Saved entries
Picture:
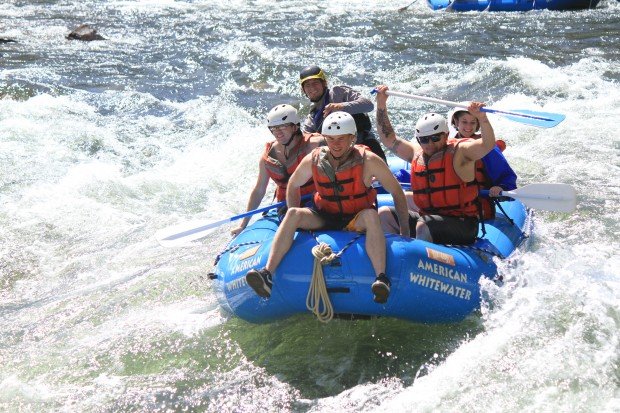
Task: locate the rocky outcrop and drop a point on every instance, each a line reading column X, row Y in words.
column 85, row 33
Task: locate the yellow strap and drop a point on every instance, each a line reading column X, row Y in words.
column 317, row 293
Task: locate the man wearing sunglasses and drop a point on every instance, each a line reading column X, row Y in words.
column 326, row 100
column 443, row 182
column 345, row 200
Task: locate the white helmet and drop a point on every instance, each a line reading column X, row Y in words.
column 431, row 124
column 282, row 115
column 339, row 123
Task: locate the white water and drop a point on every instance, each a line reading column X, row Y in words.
column 97, row 317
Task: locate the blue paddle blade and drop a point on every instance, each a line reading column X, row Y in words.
column 534, row 118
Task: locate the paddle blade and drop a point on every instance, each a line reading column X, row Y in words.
column 550, row 197
column 182, row 234
column 534, row 118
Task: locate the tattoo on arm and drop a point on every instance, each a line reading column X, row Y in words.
column 383, row 122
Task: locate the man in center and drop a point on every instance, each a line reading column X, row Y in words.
column 345, row 200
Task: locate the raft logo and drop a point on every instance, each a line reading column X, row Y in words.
column 443, row 271
column 440, row 256
column 244, row 266
column 438, row 285
column 248, row 253
column 236, row 284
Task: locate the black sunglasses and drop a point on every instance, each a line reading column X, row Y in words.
column 426, row 139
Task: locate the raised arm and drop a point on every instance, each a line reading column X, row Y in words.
column 477, row 148
column 398, row 146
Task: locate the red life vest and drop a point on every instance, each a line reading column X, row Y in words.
column 437, row 189
column 342, row 191
column 280, row 173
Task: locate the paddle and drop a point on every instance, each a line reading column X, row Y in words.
column 528, row 117
column 548, row 197
column 402, row 9
column 186, row 232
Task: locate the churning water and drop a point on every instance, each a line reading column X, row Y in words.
column 103, row 143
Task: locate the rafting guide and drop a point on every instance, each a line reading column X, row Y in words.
column 334, row 258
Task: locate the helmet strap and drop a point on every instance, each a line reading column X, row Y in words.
column 292, row 137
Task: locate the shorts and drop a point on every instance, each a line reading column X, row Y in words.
column 445, row 229
column 336, row 222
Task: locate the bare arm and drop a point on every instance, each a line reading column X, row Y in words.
column 301, row 175
column 383, row 174
column 349, row 100
column 256, row 196
column 477, row 148
column 398, row 146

=== EXERCISE AIM ===
Every line from the one containing "Task: locate the helmet" through the last line above should be retyped exactly; no other lines are wanted.

=== WRITTEN REPLY ===
Task: locate the helmet strap and drop a point on every instance, each a line reading column X, row Y in words.
column 292, row 137
Task: locate the shorts and drop a point on every instance, each a line reading column X, row Y in words.
column 445, row 229
column 336, row 222
Task: locate the bare arm and drop a point on every instance, each a line reading column X, row Y in words.
column 301, row 175
column 383, row 174
column 349, row 100
column 256, row 196
column 477, row 148
column 398, row 146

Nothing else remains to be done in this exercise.